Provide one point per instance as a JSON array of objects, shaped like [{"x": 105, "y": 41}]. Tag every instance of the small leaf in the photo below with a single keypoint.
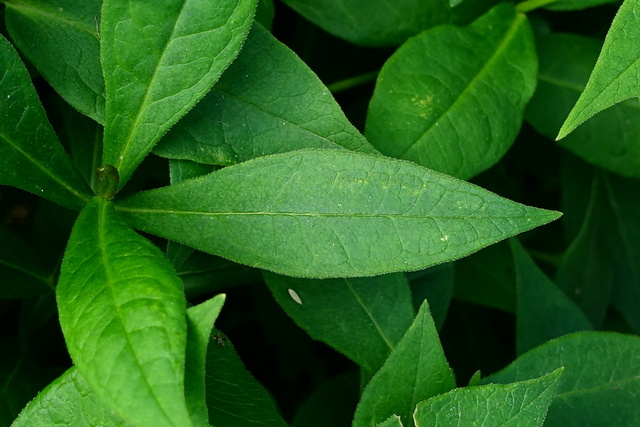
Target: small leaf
[
  {"x": 522, "y": 404},
  {"x": 451, "y": 98},
  {"x": 234, "y": 397},
  {"x": 268, "y": 102},
  {"x": 600, "y": 382},
  {"x": 351, "y": 315},
  {"x": 543, "y": 311},
  {"x": 158, "y": 60},
  {"x": 62, "y": 40},
  {"x": 415, "y": 371},
  {"x": 615, "y": 75},
  {"x": 31, "y": 157},
  {"x": 122, "y": 312},
  {"x": 331, "y": 213}
]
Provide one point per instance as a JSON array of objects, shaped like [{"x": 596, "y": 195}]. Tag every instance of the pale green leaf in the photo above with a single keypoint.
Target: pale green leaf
[
  {"x": 61, "y": 39},
  {"x": 522, "y": 404},
  {"x": 351, "y": 315},
  {"x": 616, "y": 75},
  {"x": 158, "y": 60},
  {"x": 31, "y": 157},
  {"x": 609, "y": 139},
  {"x": 234, "y": 397},
  {"x": 331, "y": 213},
  {"x": 268, "y": 102},
  {"x": 415, "y": 371},
  {"x": 600, "y": 383},
  {"x": 543, "y": 310},
  {"x": 122, "y": 311},
  {"x": 452, "y": 99}
]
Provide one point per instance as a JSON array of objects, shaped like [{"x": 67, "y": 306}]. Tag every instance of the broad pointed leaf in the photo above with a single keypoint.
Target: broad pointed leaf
[
  {"x": 522, "y": 404},
  {"x": 31, "y": 157},
  {"x": 363, "y": 318},
  {"x": 452, "y": 98},
  {"x": 415, "y": 371},
  {"x": 600, "y": 382},
  {"x": 62, "y": 40},
  {"x": 331, "y": 213},
  {"x": 159, "y": 59},
  {"x": 268, "y": 102},
  {"x": 122, "y": 311},
  {"x": 616, "y": 75}
]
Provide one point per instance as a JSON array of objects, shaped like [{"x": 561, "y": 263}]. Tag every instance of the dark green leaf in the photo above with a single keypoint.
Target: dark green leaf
[
  {"x": 415, "y": 371},
  {"x": 268, "y": 102},
  {"x": 122, "y": 312},
  {"x": 452, "y": 98},
  {"x": 600, "y": 382},
  {"x": 159, "y": 59},
  {"x": 331, "y": 213},
  {"x": 62, "y": 40},
  {"x": 522, "y": 404},
  {"x": 350, "y": 315},
  {"x": 31, "y": 157}
]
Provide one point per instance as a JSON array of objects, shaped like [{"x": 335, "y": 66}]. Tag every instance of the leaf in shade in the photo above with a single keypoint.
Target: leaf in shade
[
  {"x": 451, "y": 98},
  {"x": 351, "y": 315},
  {"x": 31, "y": 158},
  {"x": 615, "y": 75},
  {"x": 268, "y": 102},
  {"x": 158, "y": 60},
  {"x": 122, "y": 311},
  {"x": 331, "y": 213}
]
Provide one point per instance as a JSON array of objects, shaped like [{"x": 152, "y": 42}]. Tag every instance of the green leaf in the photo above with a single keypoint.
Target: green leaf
[
  {"x": 522, "y": 404},
  {"x": 330, "y": 213},
  {"x": 234, "y": 397},
  {"x": 373, "y": 23},
  {"x": 199, "y": 324},
  {"x": 31, "y": 157},
  {"x": 158, "y": 60},
  {"x": 62, "y": 40},
  {"x": 268, "y": 102},
  {"x": 122, "y": 312},
  {"x": 350, "y": 315},
  {"x": 68, "y": 401},
  {"x": 600, "y": 382},
  {"x": 415, "y": 371},
  {"x": 22, "y": 274},
  {"x": 452, "y": 98},
  {"x": 615, "y": 75},
  {"x": 609, "y": 139},
  {"x": 543, "y": 310}
]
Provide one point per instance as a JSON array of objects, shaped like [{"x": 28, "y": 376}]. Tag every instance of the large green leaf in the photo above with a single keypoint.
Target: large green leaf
[
  {"x": 268, "y": 102},
  {"x": 159, "y": 59},
  {"x": 615, "y": 76},
  {"x": 543, "y": 310},
  {"x": 234, "y": 397},
  {"x": 522, "y": 404},
  {"x": 351, "y": 315},
  {"x": 452, "y": 98},
  {"x": 62, "y": 40},
  {"x": 600, "y": 383},
  {"x": 331, "y": 213},
  {"x": 31, "y": 157},
  {"x": 122, "y": 311},
  {"x": 415, "y": 371},
  {"x": 609, "y": 139}
]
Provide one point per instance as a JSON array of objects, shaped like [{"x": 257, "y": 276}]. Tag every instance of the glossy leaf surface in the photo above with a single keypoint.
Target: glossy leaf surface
[
  {"x": 31, "y": 157},
  {"x": 452, "y": 98},
  {"x": 122, "y": 312},
  {"x": 268, "y": 102},
  {"x": 330, "y": 213},
  {"x": 158, "y": 60}
]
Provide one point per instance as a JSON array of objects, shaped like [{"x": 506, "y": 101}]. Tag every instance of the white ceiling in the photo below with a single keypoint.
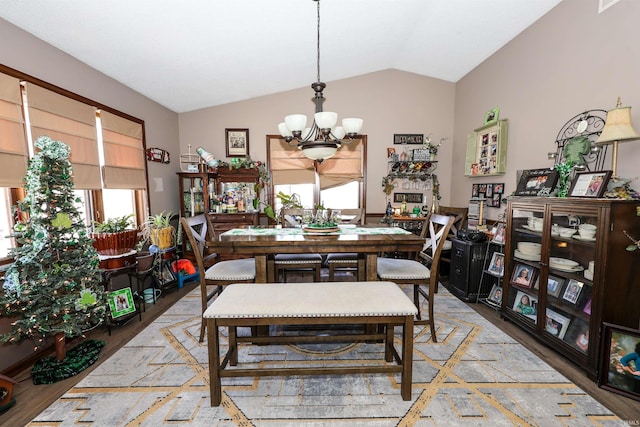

○ ○ ○ ○ ○

Every record above must be copied exactly, and no picture may appear in the copy.

* [RESPONSE TO THE EXERCISE]:
Provide one point per instance as a JSON array of objects, shaped like [{"x": 105, "y": 41}]. Tag every instance of the small leaf in the photo below with a single keypoint.
Target: small leaf
[
  {"x": 522, "y": 404},
  {"x": 451, "y": 98},
  {"x": 234, "y": 397},
  {"x": 268, "y": 102},
  {"x": 600, "y": 382},
  {"x": 351, "y": 315},
  {"x": 543, "y": 311},
  {"x": 158, "y": 60},
  {"x": 62, "y": 40},
  {"x": 415, "y": 371},
  {"x": 615, "y": 75},
  {"x": 31, "y": 157},
  {"x": 122, "y": 312},
  {"x": 331, "y": 213}
]
Provide one point per instance as a JSON array of objects, shaped like [{"x": 596, "y": 195}]. Tag every instance of the pale green leaf in the photo above with a single keypoint.
Target: pale green leaf
[
  {"x": 61, "y": 39},
  {"x": 522, "y": 404},
  {"x": 351, "y": 315},
  {"x": 616, "y": 75},
  {"x": 158, "y": 60},
  {"x": 31, "y": 157},
  {"x": 609, "y": 139},
  {"x": 234, "y": 397},
  {"x": 331, "y": 213},
  {"x": 268, "y": 102},
  {"x": 415, "y": 371},
  {"x": 600, "y": 383},
  {"x": 543, "y": 310},
  {"x": 122, "y": 311},
  {"x": 452, "y": 99}
]
Provide one point per instance as a JSON array of objects, shaped like [{"x": 67, "y": 306}]. Tag every instance of the broad pointed leaf in the photo above with a single keypoint.
Target: broad pointed leaf
[
  {"x": 522, "y": 404},
  {"x": 31, "y": 157},
  {"x": 363, "y": 318},
  {"x": 452, "y": 98},
  {"x": 415, "y": 371},
  {"x": 600, "y": 382},
  {"x": 62, "y": 40},
  {"x": 331, "y": 213},
  {"x": 159, "y": 59},
  {"x": 268, "y": 102},
  {"x": 122, "y": 311},
  {"x": 616, "y": 75}
]
Provide one point per instance as a JSON array of objects, shaped like [{"x": 561, "y": 263}]. Tag every instance of the dark green leaf in the photo above with a single keypoint.
Target: dark green leaf
[
  {"x": 415, "y": 371},
  {"x": 268, "y": 102},
  {"x": 122, "y": 312},
  {"x": 452, "y": 98},
  {"x": 600, "y": 382},
  {"x": 159, "y": 59},
  {"x": 331, "y": 213},
  {"x": 62, "y": 40},
  {"x": 522, "y": 404},
  {"x": 350, "y": 315},
  {"x": 31, "y": 157}
]
Provide one point per instance as a JSON array of objects, shaped like [{"x": 335, "y": 66}]. Tag every instance of the leaf in shade in the photo above with a single keypoint.
Target: leaf in shade
[
  {"x": 451, "y": 98},
  {"x": 351, "y": 315},
  {"x": 31, "y": 158},
  {"x": 615, "y": 75},
  {"x": 268, "y": 102},
  {"x": 158, "y": 60},
  {"x": 122, "y": 311},
  {"x": 331, "y": 213}
]
Provide one point per instance as a JSON array of objects, shaped like [{"x": 152, "y": 42}]. Tag every instance of the green leaf in the photo above with a single keypoint.
Target: green leaf
[
  {"x": 522, "y": 404},
  {"x": 330, "y": 213},
  {"x": 234, "y": 397},
  {"x": 373, "y": 23},
  {"x": 199, "y": 324},
  {"x": 31, "y": 157},
  {"x": 158, "y": 60},
  {"x": 62, "y": 40},
  {"x": 268, "y": 102},
  {"x": 122, "y": 312},
  {"x": 350, "y": 315},
  {"x": 68, "y": 401},
  {"x": 600, "y": 382},
  {"x": 415, "y": 371},
  {"x": 22, "y": 274},
  {"x": 452, "y": 98},
  {"x": 615, "y": 75},
  {"x": 609, "y": 139},
  {"x": 543, "y": 310}
]
Provide one point per instance as a JSON array of objects, shaped like [{"x": 28, "y": 376}]. Tag every instance of the large green leaf in the photo above with a single keypoint.
Target: large green leaf
[
  {"x": 268, "y": 102},
  {"x": 159, "y": 59},
  {"x": 615, "y": 76},
  {"x": 543, "y": 310},
  {"x": 234, "y": 397},
  {"x": 522, "y": 404},
  {"x": 351, "y": 315},
  {"x": 452, "y": 98},
  {"x": 62, "y": 40},
  {"x": 600, "y": 383},
  {"x": 331, "y": 213},
  {"x": 31, "y": 157},
  {"x": 122, "y": 311},
  {"x": 415, "y": 371},
  {"x": 609, "y": 139}
]
Provide one point per instance as a JSON array of objects, shaped like [{"x": 257, "y": 276}]. Tag every instance of the glossy leaf surface in the photo above with a single keypoint.
Target: glossy leaf surface
[
  {"x": 31, "y": 157},
  {"x": 452, "y": 98},
  {"x": 122, "y": 312},
  {"x": 268, "y": 102},
  {"x": 330, "y": 213},
  {"x": 158, "y": 60}
]
Provide one point per instance as a JSON array of objects, shaped like [{"x": 506, "y": 101}]. Tag every instance of the white ceiling in the photo below with a single keypoint.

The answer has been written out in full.